TASK INSTRUCTIONS: Copy the material below word for word, from the line with "link fence present." up to and including the line with "[475,488,524,525]", leaving out the pictures.

EXTRACTED ENTRIES:

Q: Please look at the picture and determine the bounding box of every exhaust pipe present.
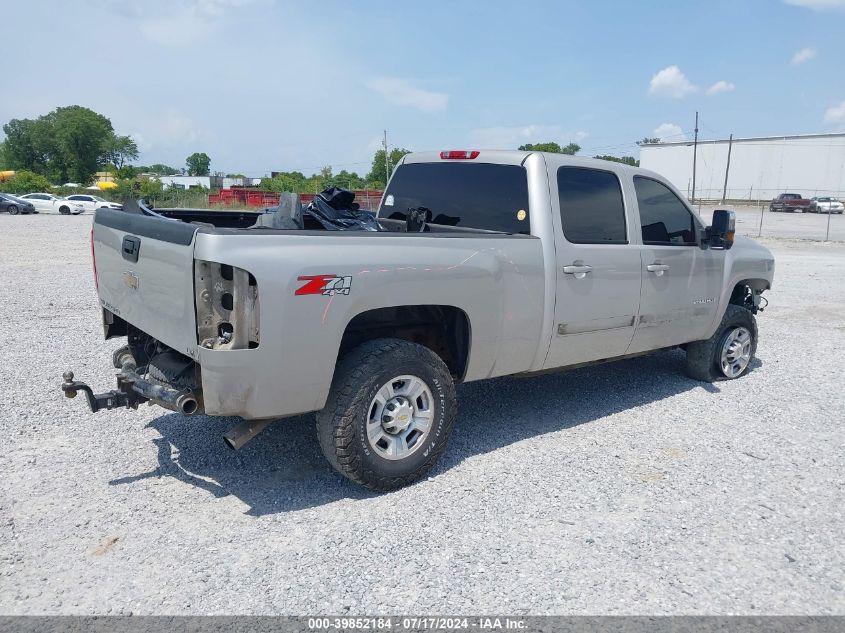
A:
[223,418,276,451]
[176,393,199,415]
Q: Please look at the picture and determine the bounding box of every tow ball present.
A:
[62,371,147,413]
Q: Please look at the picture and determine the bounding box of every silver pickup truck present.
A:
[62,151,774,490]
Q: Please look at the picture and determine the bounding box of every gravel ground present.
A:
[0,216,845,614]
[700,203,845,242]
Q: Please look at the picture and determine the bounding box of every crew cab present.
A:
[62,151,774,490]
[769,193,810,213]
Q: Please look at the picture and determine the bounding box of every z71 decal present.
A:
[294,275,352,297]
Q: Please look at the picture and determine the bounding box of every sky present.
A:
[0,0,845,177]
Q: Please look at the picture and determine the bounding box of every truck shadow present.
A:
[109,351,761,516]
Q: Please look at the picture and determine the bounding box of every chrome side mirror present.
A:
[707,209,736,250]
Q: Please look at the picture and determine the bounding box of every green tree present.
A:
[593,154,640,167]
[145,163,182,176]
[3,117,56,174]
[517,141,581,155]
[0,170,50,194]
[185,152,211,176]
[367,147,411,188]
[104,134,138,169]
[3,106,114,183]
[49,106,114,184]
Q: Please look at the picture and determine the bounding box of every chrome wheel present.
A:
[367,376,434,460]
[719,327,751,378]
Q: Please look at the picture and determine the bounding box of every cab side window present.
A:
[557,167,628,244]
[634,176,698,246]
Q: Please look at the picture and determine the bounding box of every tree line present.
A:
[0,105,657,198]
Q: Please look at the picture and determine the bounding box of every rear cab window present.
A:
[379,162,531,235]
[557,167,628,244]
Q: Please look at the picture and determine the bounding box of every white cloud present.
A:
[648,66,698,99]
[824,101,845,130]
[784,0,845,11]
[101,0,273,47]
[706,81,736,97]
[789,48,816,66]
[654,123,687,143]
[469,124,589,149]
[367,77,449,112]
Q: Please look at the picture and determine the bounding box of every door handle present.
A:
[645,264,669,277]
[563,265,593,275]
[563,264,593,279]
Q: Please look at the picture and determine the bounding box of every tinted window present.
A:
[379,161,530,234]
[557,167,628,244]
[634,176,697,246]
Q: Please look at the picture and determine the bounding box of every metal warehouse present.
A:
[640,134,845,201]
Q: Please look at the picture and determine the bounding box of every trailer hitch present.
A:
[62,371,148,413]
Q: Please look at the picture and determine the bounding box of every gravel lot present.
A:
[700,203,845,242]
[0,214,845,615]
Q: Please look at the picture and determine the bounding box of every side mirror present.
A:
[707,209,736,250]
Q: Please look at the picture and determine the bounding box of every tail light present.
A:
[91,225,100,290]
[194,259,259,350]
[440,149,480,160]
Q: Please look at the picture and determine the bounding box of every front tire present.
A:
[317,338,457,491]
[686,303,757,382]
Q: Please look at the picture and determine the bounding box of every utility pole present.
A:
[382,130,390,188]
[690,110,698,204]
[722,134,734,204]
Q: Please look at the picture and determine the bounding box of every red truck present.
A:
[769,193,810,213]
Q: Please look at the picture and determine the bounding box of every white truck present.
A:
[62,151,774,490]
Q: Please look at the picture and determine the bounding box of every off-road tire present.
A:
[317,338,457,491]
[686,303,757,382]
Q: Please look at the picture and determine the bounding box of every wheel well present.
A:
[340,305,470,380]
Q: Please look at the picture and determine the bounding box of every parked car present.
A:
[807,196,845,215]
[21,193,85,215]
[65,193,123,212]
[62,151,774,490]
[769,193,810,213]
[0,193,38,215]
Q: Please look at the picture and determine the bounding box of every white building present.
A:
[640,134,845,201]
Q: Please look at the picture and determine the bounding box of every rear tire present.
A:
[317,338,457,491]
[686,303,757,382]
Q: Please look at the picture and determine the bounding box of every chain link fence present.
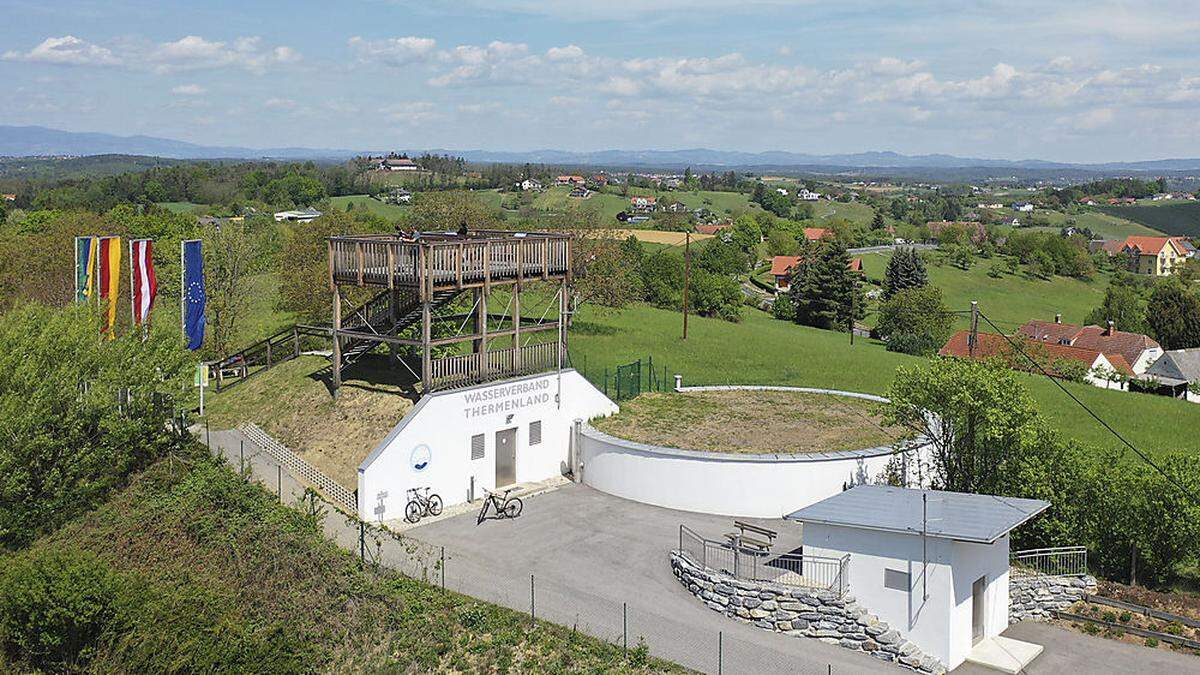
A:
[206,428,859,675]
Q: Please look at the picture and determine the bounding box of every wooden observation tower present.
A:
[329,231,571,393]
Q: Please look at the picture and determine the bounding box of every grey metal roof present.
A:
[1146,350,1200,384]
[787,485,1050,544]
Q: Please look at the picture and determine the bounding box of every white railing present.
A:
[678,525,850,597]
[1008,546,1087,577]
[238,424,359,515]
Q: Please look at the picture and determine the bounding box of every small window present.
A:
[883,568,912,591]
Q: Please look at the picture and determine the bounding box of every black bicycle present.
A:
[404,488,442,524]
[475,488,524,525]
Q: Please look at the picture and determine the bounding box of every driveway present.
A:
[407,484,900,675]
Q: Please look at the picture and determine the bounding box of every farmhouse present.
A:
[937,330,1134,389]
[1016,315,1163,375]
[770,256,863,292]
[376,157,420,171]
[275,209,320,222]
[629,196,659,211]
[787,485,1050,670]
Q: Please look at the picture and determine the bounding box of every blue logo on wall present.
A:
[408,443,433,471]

==

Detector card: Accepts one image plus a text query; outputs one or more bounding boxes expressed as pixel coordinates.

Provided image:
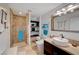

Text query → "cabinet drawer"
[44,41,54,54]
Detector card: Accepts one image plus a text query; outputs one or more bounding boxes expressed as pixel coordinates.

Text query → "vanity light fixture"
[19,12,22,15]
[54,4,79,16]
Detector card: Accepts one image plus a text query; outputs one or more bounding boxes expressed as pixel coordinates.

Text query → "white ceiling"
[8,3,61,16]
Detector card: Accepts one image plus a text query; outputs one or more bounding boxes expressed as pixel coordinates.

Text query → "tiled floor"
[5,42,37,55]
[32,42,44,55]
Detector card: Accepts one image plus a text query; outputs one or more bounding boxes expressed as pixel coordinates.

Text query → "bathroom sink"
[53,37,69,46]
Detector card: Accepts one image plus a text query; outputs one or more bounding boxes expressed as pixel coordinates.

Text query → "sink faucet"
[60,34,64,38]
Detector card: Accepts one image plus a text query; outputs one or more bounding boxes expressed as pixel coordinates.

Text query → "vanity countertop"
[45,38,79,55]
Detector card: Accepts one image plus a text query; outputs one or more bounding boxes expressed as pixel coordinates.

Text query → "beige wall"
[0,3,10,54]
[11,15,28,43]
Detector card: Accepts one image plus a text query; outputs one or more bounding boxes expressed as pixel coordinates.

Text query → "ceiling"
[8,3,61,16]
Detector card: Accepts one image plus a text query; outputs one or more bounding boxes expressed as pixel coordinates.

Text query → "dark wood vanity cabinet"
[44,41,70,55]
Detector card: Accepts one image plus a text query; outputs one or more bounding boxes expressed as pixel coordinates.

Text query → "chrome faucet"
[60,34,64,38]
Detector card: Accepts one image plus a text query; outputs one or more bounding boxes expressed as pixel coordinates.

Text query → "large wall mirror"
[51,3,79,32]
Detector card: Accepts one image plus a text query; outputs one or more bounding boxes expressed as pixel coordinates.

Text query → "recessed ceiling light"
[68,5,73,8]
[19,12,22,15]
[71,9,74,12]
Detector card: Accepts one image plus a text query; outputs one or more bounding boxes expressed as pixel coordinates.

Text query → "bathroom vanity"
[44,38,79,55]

FULL ANSWER:
Q: Please look at the picture and determine the bounding box of every chain link fence present.
A:
[206,428,859,675]
Q: Please look at the picture and determine the bounding box of every wooden observation tower present.
A:
[329,231,571,393]
Q: Please look at the picture and determine the bounding box of every grey metal roof present.
A:
[1146,350,1200,384]
[787,485,1050,544]
Q: Please look at the picture and determine the bounding box of every white railing present.
A:
[678,525,850,597]
[1008,546,1087,577]
[238,424,359,515]
Q: Please look at the picture and determine the bounding box of every small window present.
A:
[883,568,912,591]
Q: Please look at the picture and determine the bounding box of every black bicycle present.
A:
[404,488,442,524]
[475,488,524,525]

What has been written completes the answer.